[Polygon annotations for photos]
········

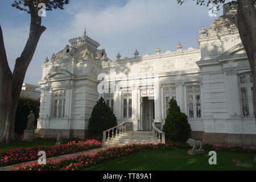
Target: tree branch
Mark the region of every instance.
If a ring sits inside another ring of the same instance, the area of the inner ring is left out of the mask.
[[[16,59],[13,76],[12,94],[14,100],[18,100],[20,89],[25,77],[27,68],[33,57],[41,35],[46,28],[41,26],[42,18],[38,15],[38,9],[35,7],[32,0],[28,0],[30,11],[31,22],[28,39],[20,56]],[[37,5],[36,5],[36,6]]]
[[[3,70],[1,70],[1,69]],[[0,70],[3,73],[6,72],[11,75],[11,71],[8,64],[8,61],[6,56],[6,52],[5,48],[5,43],[3,42],[3,32],[0,26]]]

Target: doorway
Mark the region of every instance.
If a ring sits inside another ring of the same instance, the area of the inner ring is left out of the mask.
[[[152,122],[155,119],[155,100],[154,97],[142,97],[142,130],[152,130]]]

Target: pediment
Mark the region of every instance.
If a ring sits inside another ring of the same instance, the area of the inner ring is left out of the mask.
[[[52,71],[46,76],[44,79],[59,77],[71,78],[71,76],[72,73],[69,72],[59,68],[54,68],[53,69],[52,69]]]

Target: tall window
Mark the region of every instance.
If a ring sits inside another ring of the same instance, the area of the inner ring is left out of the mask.
[[[52,105],[52,117],[54,118],[62,118],[65,117],[65,91],[56,90],[53,92]]]
[[[176,87],[168,87],[164,88],[164,107],[166,109],[166,117],[168,114],[168,109],[169,109],[170,100],[173,98],[176,100]]]
[[[199,85],[187,87],[188,115],[190,118],[201,118],[201,92]]]
[[[123,93],[123,118],[131,118],[132,114],[132,99],[131,93]]]
[[[242,118],[254,118],[253,106],[253,76],[251,73],[238,75],[238,85]]]
[[[114,112],[114,93],[105,93],[105,98],[106,104],[110,107],[112,112]]]

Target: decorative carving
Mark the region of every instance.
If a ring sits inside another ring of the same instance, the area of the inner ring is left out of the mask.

········

# Work required
Copy out all of the entries above, swapping "every instance" for "each instance" and keeping everything else the same. Leave the pictures out of your copy.

# Expected output
Target: tree branch
Mark the region of each instance.
If a ring sits inside another ring of the same instance, the area of the inner ring is left out of the mask.
[[[16,59],[13,76],[12,94],[14,100],[18,100],[20,89],[25,77],[27,68],[33,57],[41,35],[46,28],[41,26],[42,18],[38,15],[38,9],[35,7],[32,0],[28,0],[30,11],[31,22],[28,39],[20,56]],[[37,5],[36,5],[36,6]]]
[[[3,70],[1,70],[1,69]],[[0,70],[3,73],[6,72],[11,75],[11,71],[8,64],[8,61],[6,56],[6,52],[5,48],[5,43],[3,42],[3,32],[0,26]]]

Target: doorway
Mark the region of each instance.
If a ring sits inside another ring of the same instance, the area of the inner ring is left out of the mask.
[[[152,122],[155,119],[155,100],[154,97],[142,97],[142,130],[152,130]]]

Target: pediment
Mark the region of each instance.
If a ring sits inside another ring of the same instance, the area of the inner ring is left out of the mask.
[[[52,71],[46,76],[44,79],[59,77],[71,78],[71,76],[72,73],[69,72],[59,68],[54,68],[53,69],[52,69]]]

Target: tall window
Mark the region of each instance.
If a ring sits inside another ring of the same instance, the area of the inner ring is left out of the mask.
[[[52,105],[52,117],[54,118],[62,118],[65,117],[65,91],[56,90],[53,92]]]
[[[176,87],[168,87],[164,88],[164,107],[166,109],[166,117],[168,114],[168,109],[169,109],[170,100],[173,98],[176,100]]]
[[[199,85],[187,87],[188,115],[190,118],[201,118],[201,92]]]
[[[123,93],[123,118],[131,118],[132,114],[132,99],[131,93]]]
[[[242,118],[254,118],[253,106],[253,76],[251,73],[238,75],[238,85]]]
[[[114,112],[114,93],[105,93],[105,98],[106,104],[110,107],[112,112]]]

Target: decorative carving
Mark the region of each instance.
If a ring sits inside another ring of the same instance, the area of the inner ring is left out of the mask.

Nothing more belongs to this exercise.